Raw records:
◆ ◆ ◆ ◆

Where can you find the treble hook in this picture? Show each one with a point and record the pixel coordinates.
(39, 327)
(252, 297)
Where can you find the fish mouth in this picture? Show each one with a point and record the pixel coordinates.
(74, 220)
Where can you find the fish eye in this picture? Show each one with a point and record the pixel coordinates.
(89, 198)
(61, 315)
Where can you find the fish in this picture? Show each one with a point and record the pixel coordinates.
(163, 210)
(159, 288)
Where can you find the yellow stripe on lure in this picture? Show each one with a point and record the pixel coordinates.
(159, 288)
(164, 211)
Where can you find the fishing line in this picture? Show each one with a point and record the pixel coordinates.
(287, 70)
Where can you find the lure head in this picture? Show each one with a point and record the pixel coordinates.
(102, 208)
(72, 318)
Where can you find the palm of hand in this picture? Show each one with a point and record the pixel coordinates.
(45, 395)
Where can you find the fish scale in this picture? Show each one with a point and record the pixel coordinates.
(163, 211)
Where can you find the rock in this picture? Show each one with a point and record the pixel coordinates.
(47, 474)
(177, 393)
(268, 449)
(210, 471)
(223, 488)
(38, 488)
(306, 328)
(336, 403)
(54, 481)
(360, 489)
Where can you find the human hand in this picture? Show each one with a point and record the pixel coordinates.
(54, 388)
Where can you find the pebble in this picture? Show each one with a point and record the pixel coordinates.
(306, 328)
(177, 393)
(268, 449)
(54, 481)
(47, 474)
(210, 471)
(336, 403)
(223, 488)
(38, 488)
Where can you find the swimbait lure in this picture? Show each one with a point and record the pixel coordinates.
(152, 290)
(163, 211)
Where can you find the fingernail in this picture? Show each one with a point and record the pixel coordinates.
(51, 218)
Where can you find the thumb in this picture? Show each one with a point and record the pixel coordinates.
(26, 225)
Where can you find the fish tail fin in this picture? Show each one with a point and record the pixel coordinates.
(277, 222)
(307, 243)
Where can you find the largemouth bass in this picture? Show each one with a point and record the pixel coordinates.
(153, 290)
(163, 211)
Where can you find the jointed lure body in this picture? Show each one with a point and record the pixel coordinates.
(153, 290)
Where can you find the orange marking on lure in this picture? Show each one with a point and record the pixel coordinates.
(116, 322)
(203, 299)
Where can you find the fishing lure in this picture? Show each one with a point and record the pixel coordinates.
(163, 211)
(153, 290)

◆ ◆ ◆ ◆

What needs to be done: Please put every item above into a two-column CSV with the headers item_text and item_answer, one row per item. Enclose each field in double quotes and replace any line breaks within a field with spaces.

Full solution:
item_text,item_answer
"Where can you find the treble hook in this picture? Show each one with a point and record the pixel coordinates.","(39, 327) (252, 297)"
"Where can you find the fish mouth in this picture? Show each one with a point and record the pixel coordinates.","(74, 220)"
"Where can you find the fish eye in this picture? Show each one with a point and record the pixel coordinates.","(89, 198) (61, 315)"
"Where can you find the fish in this picture? Show each one with a point and record the pixel coordinates.","(163, 210) (159, 288)"
"Where can you find the yellow stripe on lure in this picture? Show each one with a point and record the pixel coordinates.","(159, 288) (164, 211)"
"Where can you find the fishing line in this picture? Show each one with a point and record the pixel coordinates.","(287, 70)"
"Where can you find the lure head in this picture? Show each one with a point and record the pixel coordinates.","(102, 208) (72, 318)"
"Where can you find the palm of hand in this picture? Show each one with a point and record the pixel coordinates.","(45, 395)"
"Where can you find the fish scale in this picture? Show each one with a point and record the pixel coordinates.","(163, 211)"
"Where can you find the rock in this picture? Show each one with a point and record the pixel coordinates.","(47, 474) (177, 393) (268, 449) (210, 471) (223, 488) (38, 488) (306, 328) (336, 403) (54, 481) (360, 489)"
"Where can you find the human hand in this picture? Show each one with a point and record the pixel coordinates.","(54, 388)"
"Where can you find the pebble in this picture? Show each one with a point and record the pixel coordinates.","(306, 328) (177, 393) (268, 449) (54, 481) (47, 474) (210, 471) (336, 403) (223, 488) (38, 488)"
"Where can you find the swimbait lure in this picture? Show each one with a point and record the pixel coordinates.","(152, 290) (163, 211)"
"Where can you find the fingernail in this picture? Show each one with a point and record the pixel coordinates.","(51, 218)"
"Where can you find the thumb in this picture? Show each one with a point and record the pixel coordinates.","(26, 225)"
"Where can you find the fish tail fin in this picture? Show each one with a point and record the pixel coordinates.","(277, 222) (307, 243)"
"Where can you find the largemouth bass in this picture? Show each one with a point and record the pixel coordinates.","(153, 290) (163, 211)"
"Where can you find the jointed lure body in this picture? Show each one with a point and record the pixel coordinates.","(153, 290)"
"Where can you find the orange marking on lure in this picture? Show each one with a point and record the pixel coordinates.","(116, 322) (203, 299)"
"Where can you find the fishing lure in this picture? Show each one with a point and record the pixel coordinates.","(163, 211) (153, 290)"